# MATERIAL PROVIDED
....

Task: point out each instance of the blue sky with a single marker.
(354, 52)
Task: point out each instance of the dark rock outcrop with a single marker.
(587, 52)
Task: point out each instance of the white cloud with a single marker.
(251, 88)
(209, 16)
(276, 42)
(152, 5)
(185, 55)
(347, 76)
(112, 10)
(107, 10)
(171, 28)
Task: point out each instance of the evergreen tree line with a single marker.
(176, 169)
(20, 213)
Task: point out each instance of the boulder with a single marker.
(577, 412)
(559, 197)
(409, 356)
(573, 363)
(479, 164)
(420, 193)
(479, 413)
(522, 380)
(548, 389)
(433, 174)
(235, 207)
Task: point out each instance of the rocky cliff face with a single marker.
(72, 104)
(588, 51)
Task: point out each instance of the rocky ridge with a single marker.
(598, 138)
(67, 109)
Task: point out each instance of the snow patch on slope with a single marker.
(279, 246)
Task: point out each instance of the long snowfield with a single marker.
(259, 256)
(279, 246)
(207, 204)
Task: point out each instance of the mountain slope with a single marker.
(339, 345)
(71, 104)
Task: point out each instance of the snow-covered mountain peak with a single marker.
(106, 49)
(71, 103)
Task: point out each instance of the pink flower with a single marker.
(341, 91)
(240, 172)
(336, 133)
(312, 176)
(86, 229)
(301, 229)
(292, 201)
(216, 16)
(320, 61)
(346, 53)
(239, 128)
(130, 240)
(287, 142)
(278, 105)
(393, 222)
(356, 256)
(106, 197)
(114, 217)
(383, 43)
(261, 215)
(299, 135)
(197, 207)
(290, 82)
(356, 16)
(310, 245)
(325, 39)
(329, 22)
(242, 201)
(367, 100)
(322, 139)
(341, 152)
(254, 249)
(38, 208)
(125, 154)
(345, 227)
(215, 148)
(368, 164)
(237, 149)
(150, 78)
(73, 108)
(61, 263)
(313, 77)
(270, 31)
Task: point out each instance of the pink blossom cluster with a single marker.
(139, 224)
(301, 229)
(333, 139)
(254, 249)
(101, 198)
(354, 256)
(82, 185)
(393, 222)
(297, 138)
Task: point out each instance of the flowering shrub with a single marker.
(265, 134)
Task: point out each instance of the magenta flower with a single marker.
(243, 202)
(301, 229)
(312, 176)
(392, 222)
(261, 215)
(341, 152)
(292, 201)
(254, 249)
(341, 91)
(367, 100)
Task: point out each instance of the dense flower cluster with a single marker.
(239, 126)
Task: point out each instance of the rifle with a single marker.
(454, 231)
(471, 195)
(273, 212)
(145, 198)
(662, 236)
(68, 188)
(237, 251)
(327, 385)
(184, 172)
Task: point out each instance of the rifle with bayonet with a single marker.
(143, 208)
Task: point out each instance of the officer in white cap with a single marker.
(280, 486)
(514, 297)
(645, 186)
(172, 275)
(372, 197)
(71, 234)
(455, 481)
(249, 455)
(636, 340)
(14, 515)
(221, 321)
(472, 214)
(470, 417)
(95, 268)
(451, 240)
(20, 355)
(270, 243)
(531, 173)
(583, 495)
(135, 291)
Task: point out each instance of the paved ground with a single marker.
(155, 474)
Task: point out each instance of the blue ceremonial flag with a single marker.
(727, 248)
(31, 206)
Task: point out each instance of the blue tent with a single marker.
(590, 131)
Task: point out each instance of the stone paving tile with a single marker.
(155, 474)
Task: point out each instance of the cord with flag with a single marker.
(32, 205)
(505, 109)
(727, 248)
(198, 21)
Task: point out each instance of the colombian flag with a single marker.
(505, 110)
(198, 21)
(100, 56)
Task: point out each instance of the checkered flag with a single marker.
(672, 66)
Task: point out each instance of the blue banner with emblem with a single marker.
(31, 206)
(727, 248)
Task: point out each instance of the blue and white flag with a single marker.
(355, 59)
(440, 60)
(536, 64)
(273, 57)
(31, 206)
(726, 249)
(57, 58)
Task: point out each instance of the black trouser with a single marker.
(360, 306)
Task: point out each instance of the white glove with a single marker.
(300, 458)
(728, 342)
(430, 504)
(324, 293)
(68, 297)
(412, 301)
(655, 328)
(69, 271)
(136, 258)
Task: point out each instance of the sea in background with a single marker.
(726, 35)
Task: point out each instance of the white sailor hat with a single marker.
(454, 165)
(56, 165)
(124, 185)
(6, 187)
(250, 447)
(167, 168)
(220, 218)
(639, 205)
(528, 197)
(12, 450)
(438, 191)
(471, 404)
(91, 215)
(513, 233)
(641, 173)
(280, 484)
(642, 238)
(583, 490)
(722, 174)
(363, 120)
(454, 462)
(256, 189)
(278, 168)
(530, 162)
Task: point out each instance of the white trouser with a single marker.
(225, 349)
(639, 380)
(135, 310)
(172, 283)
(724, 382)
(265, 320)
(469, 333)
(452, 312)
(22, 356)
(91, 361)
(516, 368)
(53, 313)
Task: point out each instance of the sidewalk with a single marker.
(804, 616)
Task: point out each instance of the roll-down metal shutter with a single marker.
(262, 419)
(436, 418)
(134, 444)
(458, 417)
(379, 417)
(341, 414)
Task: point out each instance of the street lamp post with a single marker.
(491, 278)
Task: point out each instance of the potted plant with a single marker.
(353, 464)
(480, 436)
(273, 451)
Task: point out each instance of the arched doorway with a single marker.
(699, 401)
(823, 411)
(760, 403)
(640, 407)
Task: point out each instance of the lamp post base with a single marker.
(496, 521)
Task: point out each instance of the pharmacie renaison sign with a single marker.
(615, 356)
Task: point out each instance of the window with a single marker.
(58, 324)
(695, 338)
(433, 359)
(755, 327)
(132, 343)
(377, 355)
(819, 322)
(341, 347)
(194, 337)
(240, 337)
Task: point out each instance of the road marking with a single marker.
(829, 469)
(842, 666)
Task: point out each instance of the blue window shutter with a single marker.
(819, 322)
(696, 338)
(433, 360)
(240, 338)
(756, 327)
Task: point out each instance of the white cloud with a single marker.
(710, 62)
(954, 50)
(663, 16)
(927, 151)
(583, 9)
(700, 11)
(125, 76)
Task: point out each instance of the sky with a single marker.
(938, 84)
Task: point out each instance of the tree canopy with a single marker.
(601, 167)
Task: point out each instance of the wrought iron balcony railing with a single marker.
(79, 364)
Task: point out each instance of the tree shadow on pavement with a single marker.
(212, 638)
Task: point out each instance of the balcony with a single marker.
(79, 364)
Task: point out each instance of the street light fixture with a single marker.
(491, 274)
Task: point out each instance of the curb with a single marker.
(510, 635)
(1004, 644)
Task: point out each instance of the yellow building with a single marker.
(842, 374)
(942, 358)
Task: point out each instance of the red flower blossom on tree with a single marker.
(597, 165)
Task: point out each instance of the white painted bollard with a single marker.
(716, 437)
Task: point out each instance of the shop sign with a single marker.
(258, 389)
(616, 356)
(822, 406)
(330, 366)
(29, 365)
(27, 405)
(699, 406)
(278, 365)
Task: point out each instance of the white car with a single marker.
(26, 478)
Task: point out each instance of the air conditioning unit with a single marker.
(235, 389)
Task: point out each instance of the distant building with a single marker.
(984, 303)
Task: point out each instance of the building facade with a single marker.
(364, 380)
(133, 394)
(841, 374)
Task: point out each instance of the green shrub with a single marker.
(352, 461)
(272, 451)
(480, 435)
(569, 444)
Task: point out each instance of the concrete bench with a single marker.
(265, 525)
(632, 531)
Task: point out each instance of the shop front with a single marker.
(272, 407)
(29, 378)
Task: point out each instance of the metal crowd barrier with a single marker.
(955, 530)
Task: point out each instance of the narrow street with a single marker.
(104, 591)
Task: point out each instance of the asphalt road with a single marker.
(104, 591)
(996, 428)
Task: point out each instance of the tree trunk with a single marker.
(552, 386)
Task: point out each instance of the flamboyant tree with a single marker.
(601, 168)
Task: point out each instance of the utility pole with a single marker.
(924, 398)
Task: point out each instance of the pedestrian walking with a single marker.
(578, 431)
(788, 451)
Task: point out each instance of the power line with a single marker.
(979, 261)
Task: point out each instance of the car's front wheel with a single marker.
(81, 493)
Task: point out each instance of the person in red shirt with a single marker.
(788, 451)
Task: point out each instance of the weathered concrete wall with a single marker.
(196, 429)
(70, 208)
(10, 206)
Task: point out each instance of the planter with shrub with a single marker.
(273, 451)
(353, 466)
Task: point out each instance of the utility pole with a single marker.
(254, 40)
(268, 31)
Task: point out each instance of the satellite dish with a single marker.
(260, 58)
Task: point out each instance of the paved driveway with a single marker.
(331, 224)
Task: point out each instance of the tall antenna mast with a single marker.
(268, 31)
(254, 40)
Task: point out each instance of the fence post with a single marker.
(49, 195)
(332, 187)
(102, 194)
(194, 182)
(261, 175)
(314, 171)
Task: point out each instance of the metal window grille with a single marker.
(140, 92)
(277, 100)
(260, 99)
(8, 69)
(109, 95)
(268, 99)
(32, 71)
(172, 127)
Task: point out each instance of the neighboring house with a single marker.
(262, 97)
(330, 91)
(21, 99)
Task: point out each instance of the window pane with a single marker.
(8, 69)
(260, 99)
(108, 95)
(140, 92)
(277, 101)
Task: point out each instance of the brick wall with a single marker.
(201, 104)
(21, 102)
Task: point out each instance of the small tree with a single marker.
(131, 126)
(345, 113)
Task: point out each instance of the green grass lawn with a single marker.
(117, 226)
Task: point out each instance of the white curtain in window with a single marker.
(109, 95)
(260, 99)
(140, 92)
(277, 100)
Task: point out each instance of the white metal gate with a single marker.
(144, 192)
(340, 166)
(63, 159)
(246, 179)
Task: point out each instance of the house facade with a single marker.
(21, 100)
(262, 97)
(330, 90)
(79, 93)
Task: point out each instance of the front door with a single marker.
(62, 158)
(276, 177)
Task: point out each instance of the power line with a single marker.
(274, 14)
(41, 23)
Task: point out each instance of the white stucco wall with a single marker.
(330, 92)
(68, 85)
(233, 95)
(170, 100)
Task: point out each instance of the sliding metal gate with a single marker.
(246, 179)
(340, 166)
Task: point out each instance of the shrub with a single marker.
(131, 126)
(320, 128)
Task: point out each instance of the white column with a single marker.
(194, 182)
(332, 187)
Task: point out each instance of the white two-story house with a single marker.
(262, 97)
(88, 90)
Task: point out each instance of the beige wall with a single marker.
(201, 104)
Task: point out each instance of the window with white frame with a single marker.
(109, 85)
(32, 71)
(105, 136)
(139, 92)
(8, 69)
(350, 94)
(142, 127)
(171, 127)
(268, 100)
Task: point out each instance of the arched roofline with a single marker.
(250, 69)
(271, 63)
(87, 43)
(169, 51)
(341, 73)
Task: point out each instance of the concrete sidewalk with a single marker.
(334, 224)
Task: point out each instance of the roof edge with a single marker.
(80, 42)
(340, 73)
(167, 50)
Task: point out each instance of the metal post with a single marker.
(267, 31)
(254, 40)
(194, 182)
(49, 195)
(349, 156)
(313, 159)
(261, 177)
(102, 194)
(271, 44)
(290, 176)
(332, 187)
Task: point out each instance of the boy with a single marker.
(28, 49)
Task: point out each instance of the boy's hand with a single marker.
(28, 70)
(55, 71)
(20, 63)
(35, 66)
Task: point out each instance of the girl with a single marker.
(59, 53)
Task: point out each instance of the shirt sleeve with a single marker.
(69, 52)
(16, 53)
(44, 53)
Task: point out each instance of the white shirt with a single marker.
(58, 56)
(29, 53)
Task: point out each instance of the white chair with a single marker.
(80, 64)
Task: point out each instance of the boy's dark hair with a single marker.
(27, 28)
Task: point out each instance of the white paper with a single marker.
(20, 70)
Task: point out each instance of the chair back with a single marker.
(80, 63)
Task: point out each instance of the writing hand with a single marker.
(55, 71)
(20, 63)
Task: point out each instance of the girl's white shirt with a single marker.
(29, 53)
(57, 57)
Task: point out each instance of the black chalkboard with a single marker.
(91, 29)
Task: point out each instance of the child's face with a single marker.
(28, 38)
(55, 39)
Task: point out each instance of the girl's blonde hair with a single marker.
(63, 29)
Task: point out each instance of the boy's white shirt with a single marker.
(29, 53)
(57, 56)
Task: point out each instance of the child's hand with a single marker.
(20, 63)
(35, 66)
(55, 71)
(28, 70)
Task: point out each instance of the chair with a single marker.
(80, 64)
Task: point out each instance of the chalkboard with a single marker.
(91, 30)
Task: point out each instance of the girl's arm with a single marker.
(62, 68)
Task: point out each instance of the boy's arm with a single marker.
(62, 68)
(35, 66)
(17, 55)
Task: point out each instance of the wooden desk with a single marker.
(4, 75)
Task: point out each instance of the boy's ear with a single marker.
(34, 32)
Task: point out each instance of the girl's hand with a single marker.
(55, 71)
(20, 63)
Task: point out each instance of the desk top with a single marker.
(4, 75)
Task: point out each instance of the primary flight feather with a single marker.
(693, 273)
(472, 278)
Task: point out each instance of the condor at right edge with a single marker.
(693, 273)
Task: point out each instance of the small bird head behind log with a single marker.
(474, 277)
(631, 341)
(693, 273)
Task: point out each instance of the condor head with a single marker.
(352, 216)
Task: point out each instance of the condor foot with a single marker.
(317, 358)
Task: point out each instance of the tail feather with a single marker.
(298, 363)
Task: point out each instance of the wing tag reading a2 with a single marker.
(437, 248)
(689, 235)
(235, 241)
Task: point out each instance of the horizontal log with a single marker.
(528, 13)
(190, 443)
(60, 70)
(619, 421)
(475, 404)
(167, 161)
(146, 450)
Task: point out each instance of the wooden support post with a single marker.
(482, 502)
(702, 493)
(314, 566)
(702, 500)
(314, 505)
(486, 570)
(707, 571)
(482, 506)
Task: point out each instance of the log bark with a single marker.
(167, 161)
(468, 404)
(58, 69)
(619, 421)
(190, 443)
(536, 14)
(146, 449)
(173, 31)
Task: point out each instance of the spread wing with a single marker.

....

# EXERCISE
Recast the portion of the records that opens with the line containing "Task: point out each instance of the log" and continues through the end of the records as a Markdown table with the columns Row and Line, numbering each line and omitting any blank lines.

# TASK OUTPUT
| Row | Line |
|---|---|
| 1 | Task: point out each instance of the log bark with a single marker. |
| 2 | (167, 161) |
| 3 | (468, 404) |
| 4 | (58, 69) |
| 5 | (619, 421) |
| 6 | (190, 443) |
| 7 | (536, 14) |
| 8 | (146, 449) |
| 9 | (173, 31) |
| 10 | Task: point out each instance of the spread wing with a single marker. |